#### [Requirement]
For the entries below, report the number of lines where the string "query" appears, and only that number.

Dataset entries
▼

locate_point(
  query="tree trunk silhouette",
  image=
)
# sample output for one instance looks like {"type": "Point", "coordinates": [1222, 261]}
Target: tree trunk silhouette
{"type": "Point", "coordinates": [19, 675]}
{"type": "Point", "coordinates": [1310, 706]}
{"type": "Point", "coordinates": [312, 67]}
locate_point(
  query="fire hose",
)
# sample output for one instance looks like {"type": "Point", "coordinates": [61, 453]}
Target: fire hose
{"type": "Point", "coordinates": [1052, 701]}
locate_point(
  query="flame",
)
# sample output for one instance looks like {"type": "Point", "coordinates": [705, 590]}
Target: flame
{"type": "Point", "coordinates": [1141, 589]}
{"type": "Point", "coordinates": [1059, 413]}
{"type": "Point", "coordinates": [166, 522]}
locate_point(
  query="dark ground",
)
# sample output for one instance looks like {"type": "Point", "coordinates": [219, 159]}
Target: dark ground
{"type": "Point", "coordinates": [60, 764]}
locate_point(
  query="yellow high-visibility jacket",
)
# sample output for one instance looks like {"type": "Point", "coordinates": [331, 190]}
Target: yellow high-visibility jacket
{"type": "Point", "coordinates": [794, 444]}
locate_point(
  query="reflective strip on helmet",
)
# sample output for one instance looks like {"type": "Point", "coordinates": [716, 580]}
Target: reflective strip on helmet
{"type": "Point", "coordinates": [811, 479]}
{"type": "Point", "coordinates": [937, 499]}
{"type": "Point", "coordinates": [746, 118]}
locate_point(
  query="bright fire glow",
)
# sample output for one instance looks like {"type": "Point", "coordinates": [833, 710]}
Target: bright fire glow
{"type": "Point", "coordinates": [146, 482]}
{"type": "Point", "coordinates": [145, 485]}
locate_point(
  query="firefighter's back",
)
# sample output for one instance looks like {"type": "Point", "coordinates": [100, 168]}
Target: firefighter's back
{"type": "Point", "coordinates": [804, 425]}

▲

#### [Response below]
8